*** Information supplied ***
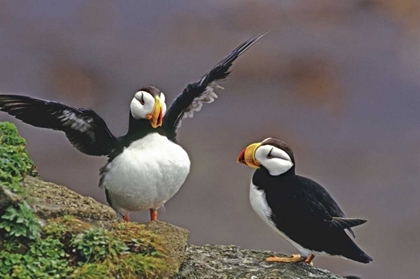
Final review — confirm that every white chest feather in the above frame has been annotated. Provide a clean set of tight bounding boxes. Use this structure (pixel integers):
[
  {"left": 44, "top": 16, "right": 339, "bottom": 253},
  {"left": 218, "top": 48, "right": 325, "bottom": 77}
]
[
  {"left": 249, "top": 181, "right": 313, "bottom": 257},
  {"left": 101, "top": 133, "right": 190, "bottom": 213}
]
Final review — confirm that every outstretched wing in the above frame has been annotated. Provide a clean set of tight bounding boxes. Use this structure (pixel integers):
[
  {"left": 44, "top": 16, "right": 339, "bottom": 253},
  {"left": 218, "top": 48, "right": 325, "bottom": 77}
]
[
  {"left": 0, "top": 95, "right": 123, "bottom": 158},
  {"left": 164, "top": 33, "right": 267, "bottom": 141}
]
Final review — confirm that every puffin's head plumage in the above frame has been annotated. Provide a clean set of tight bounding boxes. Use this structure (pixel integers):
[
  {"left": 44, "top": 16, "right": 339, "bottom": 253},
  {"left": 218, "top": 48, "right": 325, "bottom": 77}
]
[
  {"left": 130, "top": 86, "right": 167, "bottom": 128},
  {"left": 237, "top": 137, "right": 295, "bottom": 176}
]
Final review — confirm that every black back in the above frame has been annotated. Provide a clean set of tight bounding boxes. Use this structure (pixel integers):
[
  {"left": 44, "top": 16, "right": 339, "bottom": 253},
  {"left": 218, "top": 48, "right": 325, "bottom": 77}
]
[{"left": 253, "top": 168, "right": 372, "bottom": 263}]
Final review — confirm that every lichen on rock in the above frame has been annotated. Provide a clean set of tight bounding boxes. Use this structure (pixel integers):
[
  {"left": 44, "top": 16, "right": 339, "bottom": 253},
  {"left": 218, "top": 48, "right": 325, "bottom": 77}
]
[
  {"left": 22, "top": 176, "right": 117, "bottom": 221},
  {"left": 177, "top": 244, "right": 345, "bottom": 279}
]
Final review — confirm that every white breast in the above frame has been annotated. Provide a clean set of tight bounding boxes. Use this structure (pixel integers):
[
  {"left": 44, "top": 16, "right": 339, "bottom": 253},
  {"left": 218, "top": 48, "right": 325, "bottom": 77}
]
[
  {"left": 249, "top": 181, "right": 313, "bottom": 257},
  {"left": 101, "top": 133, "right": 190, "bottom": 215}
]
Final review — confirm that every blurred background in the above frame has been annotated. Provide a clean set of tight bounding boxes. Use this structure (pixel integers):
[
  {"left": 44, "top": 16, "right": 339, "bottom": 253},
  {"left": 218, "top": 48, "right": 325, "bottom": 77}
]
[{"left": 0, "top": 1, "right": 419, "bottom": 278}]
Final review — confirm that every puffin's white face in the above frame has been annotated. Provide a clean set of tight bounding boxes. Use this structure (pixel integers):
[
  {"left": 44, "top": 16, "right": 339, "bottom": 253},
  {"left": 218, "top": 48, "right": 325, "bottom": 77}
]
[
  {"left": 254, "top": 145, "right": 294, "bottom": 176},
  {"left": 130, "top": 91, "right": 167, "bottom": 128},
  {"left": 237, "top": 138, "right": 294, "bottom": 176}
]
***
* [Exercise instructions]:
Leave out the images and transcribe all the records exactly.

* [Answer space]:
Final review — confirm that every white chest feather in the above frame has been annotated. Provide a clean set of tight bounding boxes. Use this structure (pixel integers):
[
  {"left": 44, "top": 16, "right": 339, "bottom": 253},
  {"left": 218, "top": 48, "right": 325, "bottom": 77}
]
[
  {"left": 249, "top": 181, "right": 313, "bottom": 257},
  {"left": 101, "top": 133, "right": 190, "bottom": 213}
]
Final review — confirm that every outstretched wing in the above frame has been annotated. Provide a clean set of tight bounding boxes. Use this structure (pixel integers):
[
  {"left": 44, "top": 16, "right": 339, "bottom": 253},
  {"left": 218, "top": 48, "right": 325, "bottom": 77}
]
[
  {"left": 0, "top": 95, "right": 123, "bottom": 158},
  {"left": 164, "top": 33, "right": 267, "bottom": 141}
]
Final review — confirm that every puffin's head plumage in the above frame has been annotated. Provide a clean set of tight bounding boxes. Use this structure (pixel integers):
[
  {"left": 44, "top": 16, "right": 339, "bottom": 253},
  {"left": 218, "top": 48, "right": 325, "bottom": 77}
]
[
  {"left": 130, "top": 86, "right": 167, "bottom": 128},
  {"left": 237, "top": 137, "right": 295, "bottom": 176}
]
Final review — confirm that every black back in the above frame has been annotated. Provide a clean set of tight bounding boxes. Use this structure (pixel integers):
[
  {"left": 44, "top": 16, "right": 339, "bottom": 253},
  {"left": 218, "top": 48, "right": 325, "bottom": 77}
]
[{"left": 253, "top": 168, "right": 372, "bottom": 263}]
Final review — confirm that every lichen on rock in the above frame has been annotated. Provide a clean set of tight bounding boxes. Use this structure (pixel integers):
[
  {"left": 44, "top": 16, "right": 339, "bottom": 253},
  {"left": 218, "top": 48, "right": 325, "bottom": 77}
]
[
  {"left": 22, "top": 176, "right": 117, "bottom": 221},
  {"left": 177, "top": 244, "right": 345, "bottom": 279}
]
Final review — confirm that every white breast in the above frame has been annotated. Provide a clean set of tight bounding boxes. Use this structure (pixel integers):
[
  {"left": 44, "top": 16, "right": 339, "bottom": 253},
  {"left": 218, "top": 48, "right": 325, "bottom": 77}
]
[
  {"left": 249, "top": 181, "right": 313, "bottom": 257},
  {"left": 101, "top": 133, "right": 190, "bottom": 215}
]
Final review — confirm that every blurred background in the above frame has been annotated. Provide a clean set of tight bounding boxes. Use this structure (pixel integers):
[
  {"left": 44, "top": 16, "right": 339, "bottom": 253},
  {"left": 218, "top": 48, "right": 325, "bottom": 77}
]
[{"left": 0, "top": 1, "right": 419, "bottom": 278}]
Final review — confirm that every puffin's white face in the above frame has been annotated. Provide a clean set of tight bounding boxes. Use this structure (pixel integers):
[
  {"left": 44, "top": 16, "right": 339, "bottom": 253},
  {"left": 218, "top": 48, "right": 325, "bottom": 77}
]
[
  {"left": 254, "top": 145, "right": 294, "bottom": 176},
  {"left": 130, "top": 91, "right": 167, "bottom": 128},
  {"left": 237, "top": 138, "right": 294, "bottom": 176}
]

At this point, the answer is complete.